▶ [Page excerpt]:
------------------------
5) God disciplines stumbling believers in order that he might restore them later.
We see this clearly when the baby is finally born. Friends expected the child to be named Zechariah after his father, and they were shocked when Elizabeth said they planned to name him John. So they went to Zechariah to ask him what the child should be called. This time there can be no doubt about Zechariah’s faith.
They made signs to his father, to find out what he would like to name the child. He asked for a writing tablet, and to everyone’s astonishment he wrote, “His name is John.” Immediately his mouth was opened and his tongue was loosed, and he began to speak, praising God (vv. 62-65).
It is good that we have this recorded in the Bible so that we might see the rest of the story. God intended all along to demonstrate his power (in the conception and birth of John), his justice (in disciplining Zechariah), and his mercy (in restoring his voice), and he accomplished all three things. Hebrews 12:11 reminds us that God’s purposes in discipline are ultimately restorative. “No discipline seems pleasant at the time, but painful. Later on, however, it produces a harvest of righteousness and peace for those who have been trained by it.” Strange as it may seem, Zechariah’s judgment was also a sign of God’s mercy in that he was judged that he might be restored, with a new-found faith, won the hard way, through public discipline that must have seemed painful at the time but did in the end yield a godly harvest of righteousness. As he held his son in his arms, he knew now that God can do the impossible, and he also knew that God will do whatever it takes it bring back his children who stumble through unbelief.
Let me quote J. C. Ryle one final time, and this quote is only one sentence long:
The sorrow that humbles us, and drives us nearer to God, is a blessing, and a downright gain (ibid. p. 41).
If our sorrows do not drive us nearer to God, then for all practical purposes they are wasted on us. How sad to stumble and then to suffer and to be none the better for it. And how much worse if we stumble and then suffer and then become bitter against the Lord or against other people. But how good it is if like Zechariah, we can come to the end of a hard time and say, “Before I was afflicted I went astray, but now I obey your word” (Psalm 119:67).
God Rest Ye Merry, Gentlemen
In 1833 the familiar Christmas carol God Rest Ye Merry, Gentlemen was first published in Britain. It became widely known in America in the late 1800s and is still popular today. Many people miss the meaning of the first line because they leave out the comma between “merry” and “gentlemen.” This is not a song about “merry gentlemen,” but rather an exhortation to godly men. It helps to know that the word “merry” originally meant strong or valiant, as in Robin Hood and his “Merry Men,” meaning his strong, brave men. And the word “rest” meant to make. So the first line really means, “God make you strong and valiant, gentlemen.” That explains the second line, “Let nothing you dismay.” What is it that makes us strong in the face of the struggles of life and our own repeated failures? “Remember Christ our Savior was born on Christmas Day.” The whole essence of the gospel is in the opening verse.
God rest ye merry, gentlemen,
Let nothing you dismay,
Remember Christ our Savior
Was born on Christmas Day;
To save us all from Satan’s power
When we were gone astray.
------------------------
▶ [Exercise brief]:
Answer these questions on the sermon excerpt:
(a) What did Zechariah write on the writing tablet?
(b) In what year was God Rest Ye Merry, Gentlemen first published in Britain?
(c) What did the word "merry" originally mean?
The rows are not required for this work.
------------------------
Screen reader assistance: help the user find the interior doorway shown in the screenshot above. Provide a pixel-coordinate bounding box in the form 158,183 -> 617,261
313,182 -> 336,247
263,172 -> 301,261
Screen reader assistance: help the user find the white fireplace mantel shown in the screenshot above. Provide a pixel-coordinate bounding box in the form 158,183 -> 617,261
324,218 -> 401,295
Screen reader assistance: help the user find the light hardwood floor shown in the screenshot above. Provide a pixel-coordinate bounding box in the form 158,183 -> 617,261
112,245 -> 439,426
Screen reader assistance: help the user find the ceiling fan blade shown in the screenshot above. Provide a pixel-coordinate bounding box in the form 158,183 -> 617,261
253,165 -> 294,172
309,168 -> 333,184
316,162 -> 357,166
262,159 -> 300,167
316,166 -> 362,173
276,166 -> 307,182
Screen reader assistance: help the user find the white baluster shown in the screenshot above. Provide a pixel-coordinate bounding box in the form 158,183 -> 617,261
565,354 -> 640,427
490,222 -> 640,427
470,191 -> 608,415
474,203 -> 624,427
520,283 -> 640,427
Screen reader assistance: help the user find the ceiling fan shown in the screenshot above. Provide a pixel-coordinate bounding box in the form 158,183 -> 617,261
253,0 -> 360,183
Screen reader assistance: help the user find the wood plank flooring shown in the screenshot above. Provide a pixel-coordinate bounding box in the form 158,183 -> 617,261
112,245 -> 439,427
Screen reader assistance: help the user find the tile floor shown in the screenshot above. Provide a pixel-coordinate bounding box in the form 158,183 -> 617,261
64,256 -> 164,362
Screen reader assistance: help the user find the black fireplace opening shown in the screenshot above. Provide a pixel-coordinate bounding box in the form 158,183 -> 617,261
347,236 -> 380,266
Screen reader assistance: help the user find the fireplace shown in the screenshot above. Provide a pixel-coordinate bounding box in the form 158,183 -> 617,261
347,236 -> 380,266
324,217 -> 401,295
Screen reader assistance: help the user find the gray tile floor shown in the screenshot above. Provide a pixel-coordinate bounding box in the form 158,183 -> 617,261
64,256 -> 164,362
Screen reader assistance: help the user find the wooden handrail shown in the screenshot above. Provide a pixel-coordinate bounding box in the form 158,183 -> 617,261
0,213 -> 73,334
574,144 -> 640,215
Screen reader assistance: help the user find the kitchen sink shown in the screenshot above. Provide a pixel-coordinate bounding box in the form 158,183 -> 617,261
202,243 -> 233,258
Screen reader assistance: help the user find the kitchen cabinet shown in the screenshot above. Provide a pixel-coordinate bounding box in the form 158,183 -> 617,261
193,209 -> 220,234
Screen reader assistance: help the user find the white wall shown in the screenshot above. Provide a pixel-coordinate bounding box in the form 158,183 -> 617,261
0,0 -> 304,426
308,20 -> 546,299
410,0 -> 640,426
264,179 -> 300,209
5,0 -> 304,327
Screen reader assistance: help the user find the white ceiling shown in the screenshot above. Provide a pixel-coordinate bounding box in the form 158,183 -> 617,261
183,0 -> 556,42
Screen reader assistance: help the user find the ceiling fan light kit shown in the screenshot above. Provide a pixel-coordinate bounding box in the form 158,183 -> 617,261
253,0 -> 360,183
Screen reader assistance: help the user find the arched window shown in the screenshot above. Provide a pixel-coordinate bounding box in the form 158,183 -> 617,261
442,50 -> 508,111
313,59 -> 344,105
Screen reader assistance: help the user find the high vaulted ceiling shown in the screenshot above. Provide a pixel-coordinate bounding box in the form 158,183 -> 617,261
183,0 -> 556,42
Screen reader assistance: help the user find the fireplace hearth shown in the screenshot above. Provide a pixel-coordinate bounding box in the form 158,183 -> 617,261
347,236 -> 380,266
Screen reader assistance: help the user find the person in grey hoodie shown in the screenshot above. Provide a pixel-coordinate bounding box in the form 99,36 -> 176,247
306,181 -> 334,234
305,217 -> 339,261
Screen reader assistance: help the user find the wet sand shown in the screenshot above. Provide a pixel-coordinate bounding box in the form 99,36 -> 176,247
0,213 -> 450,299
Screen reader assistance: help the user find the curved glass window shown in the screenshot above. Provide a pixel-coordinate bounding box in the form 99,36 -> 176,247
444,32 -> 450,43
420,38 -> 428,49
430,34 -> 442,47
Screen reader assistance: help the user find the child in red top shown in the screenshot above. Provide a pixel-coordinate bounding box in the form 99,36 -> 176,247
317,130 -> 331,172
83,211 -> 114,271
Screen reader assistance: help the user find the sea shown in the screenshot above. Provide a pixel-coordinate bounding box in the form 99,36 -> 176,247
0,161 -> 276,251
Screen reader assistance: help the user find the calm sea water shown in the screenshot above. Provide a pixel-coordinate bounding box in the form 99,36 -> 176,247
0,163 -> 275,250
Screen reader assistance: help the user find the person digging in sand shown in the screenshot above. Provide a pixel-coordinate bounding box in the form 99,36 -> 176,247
------------------------
▶ [Result for this exercise]:
(a) "His name is John."
(b) 1833
(c) Strong or valiant